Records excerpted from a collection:
»»
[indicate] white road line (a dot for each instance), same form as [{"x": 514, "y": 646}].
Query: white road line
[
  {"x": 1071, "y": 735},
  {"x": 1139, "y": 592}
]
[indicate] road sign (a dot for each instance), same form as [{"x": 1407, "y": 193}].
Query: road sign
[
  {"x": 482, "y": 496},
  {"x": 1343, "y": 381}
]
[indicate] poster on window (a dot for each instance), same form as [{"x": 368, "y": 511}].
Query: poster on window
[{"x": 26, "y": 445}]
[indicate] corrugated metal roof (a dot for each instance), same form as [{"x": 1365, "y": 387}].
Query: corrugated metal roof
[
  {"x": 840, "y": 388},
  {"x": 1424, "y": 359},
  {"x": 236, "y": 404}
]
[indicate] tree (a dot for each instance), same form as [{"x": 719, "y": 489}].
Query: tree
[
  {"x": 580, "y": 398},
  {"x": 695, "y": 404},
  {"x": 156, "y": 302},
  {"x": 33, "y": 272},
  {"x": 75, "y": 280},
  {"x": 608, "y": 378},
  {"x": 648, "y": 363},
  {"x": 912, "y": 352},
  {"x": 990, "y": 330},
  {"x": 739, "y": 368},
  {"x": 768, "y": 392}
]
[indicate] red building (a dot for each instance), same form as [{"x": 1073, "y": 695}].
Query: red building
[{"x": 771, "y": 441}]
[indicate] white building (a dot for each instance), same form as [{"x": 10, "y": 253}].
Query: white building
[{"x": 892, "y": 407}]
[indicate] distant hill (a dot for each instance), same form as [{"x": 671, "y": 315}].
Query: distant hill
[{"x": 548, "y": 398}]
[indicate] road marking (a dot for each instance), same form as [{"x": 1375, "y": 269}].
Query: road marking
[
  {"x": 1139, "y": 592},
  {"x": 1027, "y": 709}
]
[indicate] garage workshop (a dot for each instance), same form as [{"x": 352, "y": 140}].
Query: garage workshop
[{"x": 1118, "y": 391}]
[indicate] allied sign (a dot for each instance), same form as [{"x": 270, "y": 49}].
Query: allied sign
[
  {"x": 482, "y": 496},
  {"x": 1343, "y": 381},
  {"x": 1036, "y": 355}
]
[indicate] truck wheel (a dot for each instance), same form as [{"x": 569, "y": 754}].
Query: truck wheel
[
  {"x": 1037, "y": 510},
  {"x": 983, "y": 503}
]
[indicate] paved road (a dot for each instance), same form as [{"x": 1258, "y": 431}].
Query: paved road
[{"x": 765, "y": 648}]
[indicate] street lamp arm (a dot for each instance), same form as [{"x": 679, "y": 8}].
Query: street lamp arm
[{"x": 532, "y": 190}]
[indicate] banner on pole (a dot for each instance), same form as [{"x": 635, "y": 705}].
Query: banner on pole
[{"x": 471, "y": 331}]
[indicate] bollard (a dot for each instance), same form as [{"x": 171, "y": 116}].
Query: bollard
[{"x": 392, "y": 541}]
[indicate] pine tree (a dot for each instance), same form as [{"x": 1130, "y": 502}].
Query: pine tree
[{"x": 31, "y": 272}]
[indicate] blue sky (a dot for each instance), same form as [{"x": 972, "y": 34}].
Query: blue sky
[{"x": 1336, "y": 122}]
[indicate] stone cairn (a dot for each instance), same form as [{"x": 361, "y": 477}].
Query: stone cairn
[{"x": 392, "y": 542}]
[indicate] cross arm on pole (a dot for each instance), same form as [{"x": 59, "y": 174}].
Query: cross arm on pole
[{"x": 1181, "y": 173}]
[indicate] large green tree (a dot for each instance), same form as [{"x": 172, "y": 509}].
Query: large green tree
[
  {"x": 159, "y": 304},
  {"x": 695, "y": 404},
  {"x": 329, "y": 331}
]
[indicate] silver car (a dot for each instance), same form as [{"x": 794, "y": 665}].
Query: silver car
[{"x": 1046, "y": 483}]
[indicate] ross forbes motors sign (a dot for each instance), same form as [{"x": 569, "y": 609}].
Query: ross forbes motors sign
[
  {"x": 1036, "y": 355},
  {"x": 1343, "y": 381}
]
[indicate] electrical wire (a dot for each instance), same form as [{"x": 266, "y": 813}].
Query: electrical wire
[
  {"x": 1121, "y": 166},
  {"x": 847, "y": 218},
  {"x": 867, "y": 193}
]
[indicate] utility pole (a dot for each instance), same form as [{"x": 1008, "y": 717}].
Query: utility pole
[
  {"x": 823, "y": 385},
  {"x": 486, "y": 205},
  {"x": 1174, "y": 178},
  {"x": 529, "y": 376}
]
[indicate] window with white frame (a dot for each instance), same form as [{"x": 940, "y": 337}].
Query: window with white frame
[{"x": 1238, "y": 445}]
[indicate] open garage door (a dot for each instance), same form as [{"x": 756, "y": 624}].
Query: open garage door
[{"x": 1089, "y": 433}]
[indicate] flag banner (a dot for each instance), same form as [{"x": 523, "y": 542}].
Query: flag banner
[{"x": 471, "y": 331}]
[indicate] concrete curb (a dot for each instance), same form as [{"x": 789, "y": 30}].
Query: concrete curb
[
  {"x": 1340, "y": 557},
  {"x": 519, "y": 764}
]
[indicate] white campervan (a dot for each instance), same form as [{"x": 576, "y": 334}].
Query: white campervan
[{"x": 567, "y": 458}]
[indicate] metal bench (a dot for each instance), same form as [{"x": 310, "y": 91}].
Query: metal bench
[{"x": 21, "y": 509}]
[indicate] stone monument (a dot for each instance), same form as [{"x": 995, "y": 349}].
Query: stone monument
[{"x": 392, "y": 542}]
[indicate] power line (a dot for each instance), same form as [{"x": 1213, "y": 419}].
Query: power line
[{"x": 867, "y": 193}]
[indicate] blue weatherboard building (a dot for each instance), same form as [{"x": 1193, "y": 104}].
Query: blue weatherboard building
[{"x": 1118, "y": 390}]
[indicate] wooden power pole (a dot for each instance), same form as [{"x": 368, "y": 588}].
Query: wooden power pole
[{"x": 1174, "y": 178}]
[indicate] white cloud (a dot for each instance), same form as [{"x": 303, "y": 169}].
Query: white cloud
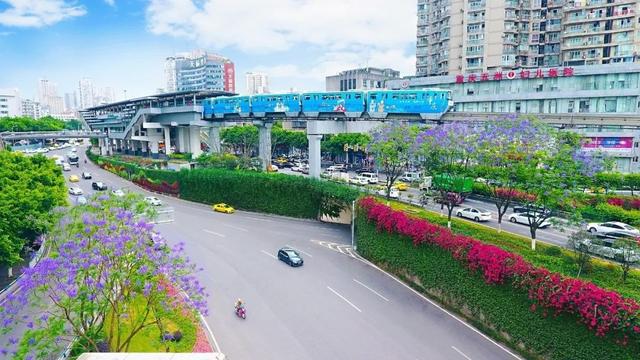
[
  {"x": 271, "y": 25},
  {"x": 38, "y": 13},
  {"x": 346, "y": 33}
]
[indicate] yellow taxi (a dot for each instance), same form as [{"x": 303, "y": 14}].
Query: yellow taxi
[{"x": 224, "y": 208}]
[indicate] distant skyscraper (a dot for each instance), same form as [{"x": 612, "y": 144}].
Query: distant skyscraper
[
  {"x": 257, "y": 83},
  {"x": 86, "y": 93},
  {"x": 10, "y": 103},
  {"x": 48, "y": 96},
  {"x": 32, "y": 109},
  {"x": 199, "y": 70}
]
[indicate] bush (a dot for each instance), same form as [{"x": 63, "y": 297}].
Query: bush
[
  {"x": 270, "y": 193},
  {"x": 498, "y": 310},
  {"x": 507, "y": 281}
]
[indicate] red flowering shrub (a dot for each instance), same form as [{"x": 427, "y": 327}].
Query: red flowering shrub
[
  {"x": 615, "y": 202},
  {"x": 514, "y": 194},
  {"x": 603, "y": 311}
]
««
Task item ::
Without the pictures, return the records above exactly as written.

Your response ::
[indicate] white road line (a dot for each instance), same form as [{"x": 514, "y": 646}].
Query: white road line
[
  {"x": 1071, "y": 735},
  {"x": 1139, "y": 592}
]
[indicate] road sign (a dot for each instance), same form as [{"x": 1407, "y": 193}].
Query: road sign
[
  {"x": 482, "y": 496},
  {"x": 1343, "y": 381}
]
[indicate] poster on window (a dot for each instance), same form as [{"x": 368, "y": 511}].
Query: poster on window
[{"x": 26, "y": 445}]
[indicate] corrugated metal roof (a dot for each instance), same form as [{"x": 1365, "y": 387}].
Query: corrugated metal roof
[
  {"x": 840, "y": 388},
  {"x": 1424, "y": 359},
  {"x": 236, "y": 404}
]
[indicate] tree (a dot for each instance), same form as [{"x": 719, "y": 489}].
Query: tree
[
  {"x": 580, "y": 398},
  {"x": 695, "y": 404},
  {"x": 156, "y": 302},
  {"x": 33, "y": 272},
  {"x": 75, "y": 280},
  {"x": 608, "y": 378},
  {"x": 648, "y": 363},
  {"x": 912, "y": 352},
  {"x": 990, "y": 330},
  {"x": 739, "y": 368},
  {"x": 768, "y": 392}
]
[indicate] red building (a dot for each instance), same form as [{"x": 1073, "y": 695}].
Query: red building
[{"x": 771, "y": 441}]
[indicate] white building (a dot for each instance), same form as [{"x": 10, "y": 253}].
Query: white building
[{"x": 892, "y": 407}]
[indicate] distant hill (a dot for each instance), same form as [{"x": 671, "y": 315}].
Query: distant hill
[{"x": 548, "y": 398}]
[indicate] road marking (a dot for each instance), same form as [{"x": 1375, "y": 269}].
Query: road marking
[
  {"x": 1139, "y": 592},
  {"x": 1027, "y": 709}
]
[indicate] garage workshop (a dot for each instance), same form as [{"x": 352, "y": 140}].
Query: garage workshop
[{"x": 1118, "y": 391}]
[indicate] allied sign (a dot for each instance), same form as [{"x": 270, "y": 49}].
Query: allied sign
[
  {"x": 482, "y": 496},
  {"x": 1343, "y": 381},
  {"x": 1036, "y": 355}
]
[indicate] truck wheel (a dot for each instance), same form as [{"x": 569, "y": 754}].
Query: truck wheel
[
  {"x": 1037, "y": 510},
  {"x": 983, "y": 503}
]
[indicate] paved road (a dot for each instance), same form as [{"x": 1258, "y": 431}].
Query: paved road
[{"x": 765, "y": 648}]
[indicate] street lamp arm (a dot for each instance), same form as [{"x": 679, "y": 8}].
Query: street lamp arm
[{"x": 532, "y": 190}]
[indicate] banner on pole (a dot for each instance), same form as [{"x": 635, "y": 705}].
Query: banner on pole
[{"x": 471, "y": 331}]
[indicate] bollard (a dot for each instance), same form as [{"x": 171, "y": 116}].
Query: bollard
[{"x": 392, "y": 541}]
[indicate] pine tree (a dot for each instance), same form as [{"x": 1130, "y": 502}].
Query: pine tree
[{"x": 31, "y": 272}]
[indicate] blue sky (a dot for each instance), same form as [{"x": 972, "y": 34}].
Query: blue sky
[{"x": 1336, "y": 122}]
[indicate] stone cairn (a dot for each instance), same form as [{"x": 361, "y": 477}].
Query: stone cairn
[{"x": 392, "y": 542}]
[indicate] cross arm on pole (a dot for each instance), same form as [{"x": 59, "y": 174}].
Query: cross arm on pole
[{"x": 1181, "y": 173}]
[indicate] large green tree (a dot for each instance), same form as [{"x": 172, "y": 509}].
Query: large green tree
[
  {"x": 159, "y": 304},
  {"x": 695, "y": 404},
  {"x": 329, "y": 331}
]
[indicate] silver car (a dot for each instance), same form as [{"x": 794, "y": 665}].
Query: silver car
[{"x": 1046, "y": 483}]
[indicate] ross forbes motors sign (a dot for each instance), same form as [{"x": 569, "y": 609}].
Query: ross forbes motors sign
[
  {"x": 1036, "y": 355},
  {"x": 1343, "y": 381}
]
[indicate] electrical wire (a dot for each instance), same form as [{"x": 266, "y": 813}].
Query: electrical wire
[
  {"x": 1121, "y": 166},
  {"x": 847, "y": 218},
  {"x": 867, "y": 193}
]
[indicate] utility pole (a dot for each instance), same form as [{"x": 1008, "y": 717}].
Query: utility pole
[
  {"x": 823, "y": 385},
  {"x": 486, "y": 205},
  {"x": 1174, "y": 178},
  {"x": 529, "y": 376}
]
[indicate] window with white frame (a dot for each instance), same form as [{"x": 940, "y": 337}].
Query: window with white frame
[{"x": 1238, "y": 445}]
[indicate] open garage door (a dot for each instance), same form as [{"x": 756, "y": 624}].
Query: open garage door
[{"x": 1089, "y": 433}]
[indicate] flag banner (a dot for each instance), same form as [{"x": 523, "y": 542}].
Query: flag banner
[{"x": 471, "y": 331}]
[indicate] concrete curb (a dot for each instance), same form as [{"x": 789, "y": 30}].
Query: concrete curb
[
  {"x": 1340, "y": 557},
  {"x": 519, "y": 764}
]
[indicate] white campervan (a dot for each instance), same form as [{"x": 576, "y": 334}].
Query: white campervan
[{"x": 567, "y": 458}]
[indicate] metal bench (a dot for each instance), same form as [{"x": 310, "y": 91}].
Query: metal bench
[{"x": 21, "y": 509}]
[indicate] stone monument (a dot for each instance), same form as [{"x": 995, "y": 349}].
Query: stone monument
[{"x": 392, "y": 542}]
[indicate] power line (a dot for each instance), same form as [{"x": 1213, "y": 419}].
Query: power line
[{"x": 867, "y": 193}]
[indicate] blue weatherboard building (a dot for each instance), same form as [{"x": 1193, "y": 104}].
Query: blue weatherboard building
[{"x": 1118, "y": 390}]
[indicate] wooden power pole (a dot for each instance), same form as [{"x": 368, "y": 588}].
Query: wooden power pole
[{"x": 1174, "y": 178}]
[indicate] white cloud (a dot for each instance), same form as [{"x": 303, "y": 169}].
Query: white cloud
[
  {"x": 271, "y": 25},
  {"x": 38, "y": 13},
  {"x": 346, "y": 33}
]
[indicate] yellow taxi (a dot for each instance), same form as [{"x": 303, "y": 14}].
Query: yellow taxi
[{"x": 224, "y": 208}]
[indicate] distant skyscraper (a dot for each instance), same form as [{"x": 612, "y": 144}].
Query: distant skyscraper
[
  {"x": 257, "y": 83},
  {"x": 86, "y": 93},
  {"x": 10, "y": 103},
  {"x": 48, "y": 96},
  {"x": 32, "y": 109},
  {"x": 199, "y": 70}
]
[indicate] bush (a dot for each instance), same form as [{"x": 63, "y": 297}].
Query: bush
[
  {"x": 270, "y": 193},
  {"x": 498, "y": 310},
  {"x": 507, "y": 281}
]
[indicate] red flowering shrub (a dot for each instance), same form as [{"x": 427, "y": 327}].
Query: red flowering shrub
[
  {"x": 615, "y": 202},
  {"x": 514, "y": 194},
  {"x": 603, "y": 311}
]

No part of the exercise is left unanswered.